====== Selection ======
[LLVMdev] Garbage collection

Andrew Haley aph at redhat.com
Fri Feb 27 02:37:36 PST 2009


Mark Shannon wrote:
> Jon Harrop wrote:
>> On Thursday 26 February 2009 17:25:56 Chris Lattner wrote:
>>> In my ideal world, this would be:
>>>
>>> 1. Subsystems [with clean interfaces] for thread management,
>>> finalization, object model interactions, etc.
>>> 2. Within different high-level designs (e.g. copying, mark/sweep, etc)
>>> there can be replaceable policy components etc.
>>> 3. A couple of actual GC implementations built on top of #1/2.
>>> Ideally there would only be a couple of high-level collectors that can
>>> be parameterized by replacing subsystems and policies.
>>> 4. A very simple language implementation that uses the facilities, on
>>> the order of complexity as the kaleidoscope tutorial.
>>>
>>> As far as I know, there is nothing that prevents this from happening
>>> today, we just need leadership in the area to drive it.  To avoid the
>>> "ivory tower" problem, I'd strongly recommend starting with a simple
>>> GC and language and get the whole thing working top to bottom. From 
>>> there, the various pieces can be generalized out etc.  This ensures
>>> that there is always a *problem being solved* and something that works
>>> and is testable.
>> I fear that the IR generator and GC are too tightly coupled.
>>
>> For example, the IR I am generating shares pointers read from the heap even 
>> across function calls. That is built on the assumption that the pointers are 
>> immutable and, therefore, that the GC is non-moving. The generated code is 
>> extremely efficient even though I have not even enabled LLVM's optimizations 
>> yet precisely because of all this shared immutable data.
======
> [Aim A] Transcribe the entries verbatim, from the line containing "Annotation round 2 (review). The target object is undermount" up to and including the line containing "221,110,280,228".
====== Exercise materials ======
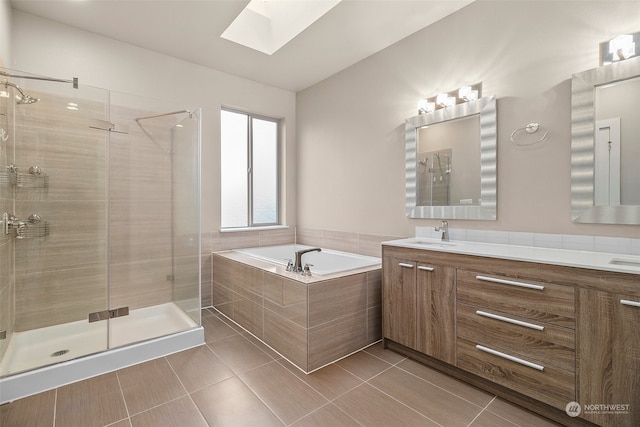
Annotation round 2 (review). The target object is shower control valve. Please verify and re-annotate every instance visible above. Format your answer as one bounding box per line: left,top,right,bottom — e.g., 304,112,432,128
2,212,27,236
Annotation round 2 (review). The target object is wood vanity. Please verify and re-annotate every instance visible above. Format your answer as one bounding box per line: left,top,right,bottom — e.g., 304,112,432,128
382,241,640,427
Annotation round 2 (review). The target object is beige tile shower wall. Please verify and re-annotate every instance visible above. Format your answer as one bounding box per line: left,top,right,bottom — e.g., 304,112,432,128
109,106,173,310
15,90,107,331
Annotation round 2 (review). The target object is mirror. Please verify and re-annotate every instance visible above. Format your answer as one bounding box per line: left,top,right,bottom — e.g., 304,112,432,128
571,58,640,224
405,97,497,220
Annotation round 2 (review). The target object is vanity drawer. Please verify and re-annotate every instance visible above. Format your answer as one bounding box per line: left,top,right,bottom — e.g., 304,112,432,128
456,304,575,372
457,338,576,410
457,269,575,328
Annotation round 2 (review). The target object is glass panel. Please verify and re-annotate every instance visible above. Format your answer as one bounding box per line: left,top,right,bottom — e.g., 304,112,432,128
171,110,202,324
252,118,278,224
0,67,108,375
220,110,249,228
109,92,200,348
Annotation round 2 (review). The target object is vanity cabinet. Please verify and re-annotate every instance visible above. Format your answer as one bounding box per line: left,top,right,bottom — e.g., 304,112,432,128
383,251,456,364
382,242,640,427
457,269,575,409
578,290,640,426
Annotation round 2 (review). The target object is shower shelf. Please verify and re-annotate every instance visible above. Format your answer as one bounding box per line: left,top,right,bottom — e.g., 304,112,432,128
16,221,49,240
0,165,49,189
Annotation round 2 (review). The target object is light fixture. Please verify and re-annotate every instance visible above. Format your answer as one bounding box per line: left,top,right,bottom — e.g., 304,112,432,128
458,86,478,102
418,98,436,114
600,32,640,65
418,83,482,114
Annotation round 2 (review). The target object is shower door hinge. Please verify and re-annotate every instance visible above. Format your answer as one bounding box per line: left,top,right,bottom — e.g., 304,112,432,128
89,307,129,323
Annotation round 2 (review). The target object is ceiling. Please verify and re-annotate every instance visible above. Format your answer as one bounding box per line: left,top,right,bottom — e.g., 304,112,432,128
11,0,473,92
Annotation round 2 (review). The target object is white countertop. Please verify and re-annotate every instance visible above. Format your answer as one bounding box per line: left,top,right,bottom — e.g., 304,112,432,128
382,237,640,275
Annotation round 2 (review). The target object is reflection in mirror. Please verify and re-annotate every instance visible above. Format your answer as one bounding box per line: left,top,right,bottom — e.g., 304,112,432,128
571,58,640,224
405,97,496,220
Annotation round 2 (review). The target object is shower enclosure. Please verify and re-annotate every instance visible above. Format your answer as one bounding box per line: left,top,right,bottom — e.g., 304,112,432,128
0,68,203,403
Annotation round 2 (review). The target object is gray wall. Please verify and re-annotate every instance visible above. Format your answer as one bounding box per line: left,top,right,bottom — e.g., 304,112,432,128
0,0,11,65
297,0,640,237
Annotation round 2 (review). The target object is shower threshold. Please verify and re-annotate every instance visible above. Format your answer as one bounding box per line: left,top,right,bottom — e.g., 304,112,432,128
0,303,204,404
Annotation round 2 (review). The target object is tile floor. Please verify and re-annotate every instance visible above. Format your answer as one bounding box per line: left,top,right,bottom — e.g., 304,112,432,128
0,310,555,427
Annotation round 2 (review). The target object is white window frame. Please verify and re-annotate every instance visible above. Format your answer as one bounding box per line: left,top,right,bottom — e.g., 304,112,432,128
220,107,282,231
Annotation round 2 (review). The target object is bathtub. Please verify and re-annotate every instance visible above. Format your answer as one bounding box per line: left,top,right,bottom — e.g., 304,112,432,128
212,245,382,373
234,244,380,276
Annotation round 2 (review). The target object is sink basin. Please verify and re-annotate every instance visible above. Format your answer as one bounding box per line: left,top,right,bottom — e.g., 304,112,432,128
411,240,456,247
609,258,640,268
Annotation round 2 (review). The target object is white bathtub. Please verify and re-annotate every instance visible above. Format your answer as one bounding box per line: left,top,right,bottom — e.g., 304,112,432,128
234,244,381,276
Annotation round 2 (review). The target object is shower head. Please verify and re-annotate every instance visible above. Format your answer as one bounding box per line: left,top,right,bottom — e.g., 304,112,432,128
3,80,40,104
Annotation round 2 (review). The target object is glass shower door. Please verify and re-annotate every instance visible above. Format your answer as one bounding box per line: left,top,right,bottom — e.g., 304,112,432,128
109,92,200,348
0,70,109,376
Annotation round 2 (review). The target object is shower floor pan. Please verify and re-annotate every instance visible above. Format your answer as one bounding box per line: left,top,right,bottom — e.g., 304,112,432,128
0,303,204,404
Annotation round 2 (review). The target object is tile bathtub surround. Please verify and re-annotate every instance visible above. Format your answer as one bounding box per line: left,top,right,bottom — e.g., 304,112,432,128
415,227,640,255
212,252,382,371
0,310,556,427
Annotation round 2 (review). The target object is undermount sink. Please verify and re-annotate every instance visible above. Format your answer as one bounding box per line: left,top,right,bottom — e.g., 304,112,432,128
411,240,456,246
609,258,640,268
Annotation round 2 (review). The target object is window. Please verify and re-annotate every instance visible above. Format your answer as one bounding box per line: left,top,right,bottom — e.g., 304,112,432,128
221,110,280,228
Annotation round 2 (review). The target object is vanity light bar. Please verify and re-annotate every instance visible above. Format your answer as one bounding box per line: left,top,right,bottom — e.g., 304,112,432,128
600,32,640,65
418,83,482,114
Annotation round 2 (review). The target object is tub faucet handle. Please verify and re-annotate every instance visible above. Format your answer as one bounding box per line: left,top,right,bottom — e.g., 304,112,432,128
302,264,313,276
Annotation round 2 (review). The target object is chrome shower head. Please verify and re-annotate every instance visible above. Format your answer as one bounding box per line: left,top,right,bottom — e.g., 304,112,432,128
16,93,40,104
3,80,40,104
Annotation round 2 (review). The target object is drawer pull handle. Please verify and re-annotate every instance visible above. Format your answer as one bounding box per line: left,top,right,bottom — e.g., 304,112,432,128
476,310,544,331
620,299,640,307
476,344,544,371
476,276,544,291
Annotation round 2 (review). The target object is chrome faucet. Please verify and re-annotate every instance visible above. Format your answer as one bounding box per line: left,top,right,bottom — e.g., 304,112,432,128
======
> [Aim B] In the garbage collection message, reproduce the passage from "[LLVMdev] Garbage collection" up to and including "copying, mark/sweep, etc)", substituting "concurrency control" for "thread management".

> [Problem solution A]
Annotation round 2 (review). The target object is undermount sink. Please verify and re-annotate every instance visible above. Format your answer as one bounding box per line: left,top,right,bottom — e.g., 304,112,432,128
411,240,456,246
609,258,640,268
Annotation round 2 (review). The target object is window. Please verify and re-annotate every instance visible above. Format your answer as one bounding box per line: left,top,right,bottom — e.g., 304,112,432,128
221,110,280,228

> [Problem solution B]
[LLVMdev] Garbage collection

Andrew Haley aph at redhat.com
Fri Feb 27 02:37:36 PST 2009


Mark Shannon wrote:
> Jon Harrop wrote:
>> On Thursday 26 February 2009 17:25:56 Chris Lattner wrote:
>>> In my ideal world, this would be:
>>>
>>> 1. Subsystems [with clean interfaces] for concurrency control,
>>> finalization, object model interactions, etc.
>>> 2. Within different high-level designs (e.g. copying, mark/sweep, etc)